[TASK GOAL] Format every line of the records below as a numbered list, skipping any blank lines. Leave the pictures out of your answer.

____________________

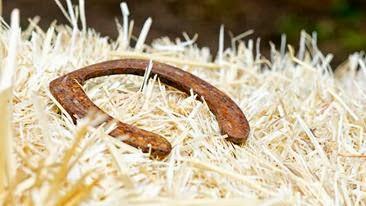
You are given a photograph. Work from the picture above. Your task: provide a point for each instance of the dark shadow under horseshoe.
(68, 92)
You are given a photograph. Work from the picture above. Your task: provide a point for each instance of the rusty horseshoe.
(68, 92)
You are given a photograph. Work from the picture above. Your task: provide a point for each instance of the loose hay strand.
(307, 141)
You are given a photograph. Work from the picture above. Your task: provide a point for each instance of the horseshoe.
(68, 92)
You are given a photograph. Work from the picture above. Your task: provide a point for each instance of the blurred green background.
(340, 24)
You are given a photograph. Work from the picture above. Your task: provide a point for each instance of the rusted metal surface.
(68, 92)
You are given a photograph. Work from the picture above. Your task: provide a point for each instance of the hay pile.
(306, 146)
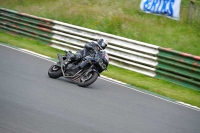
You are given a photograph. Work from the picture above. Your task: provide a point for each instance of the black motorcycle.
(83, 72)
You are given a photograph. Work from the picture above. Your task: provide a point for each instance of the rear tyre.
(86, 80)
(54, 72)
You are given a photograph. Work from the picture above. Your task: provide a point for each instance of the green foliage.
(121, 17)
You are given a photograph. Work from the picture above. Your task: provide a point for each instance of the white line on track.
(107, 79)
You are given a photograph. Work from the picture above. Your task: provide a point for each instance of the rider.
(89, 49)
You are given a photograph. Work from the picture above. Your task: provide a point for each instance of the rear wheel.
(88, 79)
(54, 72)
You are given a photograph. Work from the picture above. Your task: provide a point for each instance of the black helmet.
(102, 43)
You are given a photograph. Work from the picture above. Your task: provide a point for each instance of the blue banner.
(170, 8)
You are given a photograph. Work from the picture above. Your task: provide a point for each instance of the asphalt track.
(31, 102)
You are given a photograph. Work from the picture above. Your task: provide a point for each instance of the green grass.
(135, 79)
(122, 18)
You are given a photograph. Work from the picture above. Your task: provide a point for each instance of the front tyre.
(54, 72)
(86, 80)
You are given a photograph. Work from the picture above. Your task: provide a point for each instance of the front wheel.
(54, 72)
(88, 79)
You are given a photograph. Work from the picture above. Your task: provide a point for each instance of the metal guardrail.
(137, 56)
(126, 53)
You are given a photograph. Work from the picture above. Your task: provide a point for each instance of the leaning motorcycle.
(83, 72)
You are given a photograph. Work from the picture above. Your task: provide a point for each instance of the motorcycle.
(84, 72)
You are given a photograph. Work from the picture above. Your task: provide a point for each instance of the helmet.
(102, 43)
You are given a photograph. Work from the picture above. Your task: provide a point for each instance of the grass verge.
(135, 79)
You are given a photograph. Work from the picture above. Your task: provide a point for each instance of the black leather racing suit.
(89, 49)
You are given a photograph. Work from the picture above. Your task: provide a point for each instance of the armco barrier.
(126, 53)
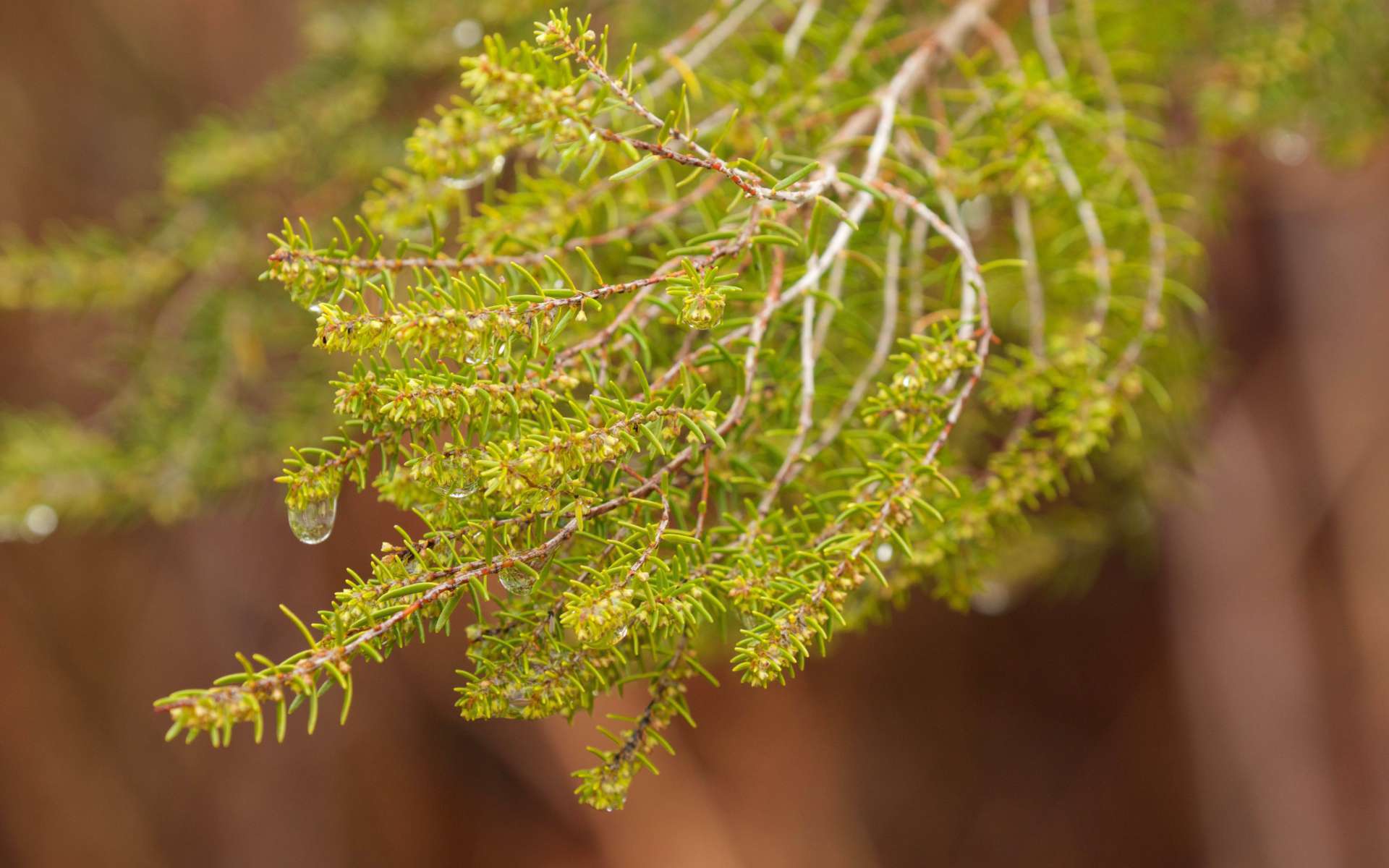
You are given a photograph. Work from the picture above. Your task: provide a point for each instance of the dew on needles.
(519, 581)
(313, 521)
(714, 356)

____________________

[SOLUTION]
1. You are given a photograph. Work from the picture above. Your task: provide a point for each instance of the dark shadow under horseshoe.
2. (68, 92)
3. You are given a photograph. Work from the picture above. Your task: provide a point for each instance of the rusty horseshoe.
4. (68, 92)
5. You are given a photograph. Work from the picture above. Your task: provide a point for each instance of the loose hay strand.
6. (307, 141)
7. You are given a photograph. Work from the picture above. Your task: provide a point for each instance of the horseshoe.
8. (68, 92)
9. You are given a photograph. Work from the picture above. Your task: provide a point for each instance of the blurred green background.
10. (340, 24)
11. You are given a photograph. Work from the picture above. Your task: provide a point for each instance of the rusted metal surface.
12. (68, 92)
13. You are given a photograph. Work from the picture above. Your task: provide a point for each instance of the hay pile.
14. (306, 146)
15. You are given a photograph. Work from the picture above. Your task: provide a point for each instance of the black motorcycle.
16. (83, 72)
17. You are given a photograph. Work from the picture above. Your task: provide a point for each instance of the rear tyre.
18. (86, 80)
19. (54, 72)
20. You are given a photograph. Work from the picture above. Your task: provide a point for each instance of the green foliage.
21. (121, 17)
22. You are given a photograph. Work from the picture above. Your task: provide a point for each instance of the white line on track.
23. (107, 79)
24. You are given a photograph. Work from the picture above. Your task: provide a point for each instance of the rider.
25. (89, 49)
26. You are given a photograph. Work from the picture above. Your task: provide a point for each instance of the rear wheel.
27. (88, 79)
28. (54, 72)
29. You are given a photograph. Work from the picture above. Your task: provide a point for each instance of the black helmet.
30. (102, 43)
31. You are given a photograph. Work from the picture above. Your task: provide a point for each instance of the blue banner.
32. (170, 8)
33. You are given a photograph. Work from the picture above. Your task: provide a point for each instance of the asphalt track.
34. (31, 102)
35. You are given a photograph. Work from the picture above. Your task: provide a point for each instance of the green grass.
36. (135, 79)
37. (122, 18)
38. You are given a photograph. Work from the picture above. Your task: provide a point for each instance of the front tyre.
39. (54, 72)
40. (86, 80)
41. You are given a photograph. Work from the picture above. Your task: provide a point for each instance of the front wheel.
42. (54, 72)
43. (88, 79)
44. You are given a photograph. Work from the picture above. Your task: provide a point for each instance of the metal guardrail.
45. (137, 56)
46. (126, 53)
47. You are given a photograph. Work from the picture above. Your task: provide a point for each instance of the leaning motorcycle.
48. (83, 72)
49. You are given a photograph. Work from the picture above. Your task: provide a point for each instance of the motorcycle.
50. (84, 72)
51. You are given a photograph. Work from the picture above. Your task: provide a point for each instance of the helmet.
52. (102, 43)
53. You are given a photograph. Work from the picture above. Your task: provide a point for each instance of the grass verge.
54. (135, 79)
55. You are given a photograph. Work from the picture above. Your task: provide a point for each instance of the black leather racing suit.
56. (89, 49)
57. You are given a photograph. Work from the picture above. Your task: provide a point for each instance of the armco barrier.
58. (126, 53)
59. You are given a photograph. Work from the picture above. Your task: provide a point for each instance of the dew on needles.
60. (519, 581)
61. (313, 521)
62. (714, 356)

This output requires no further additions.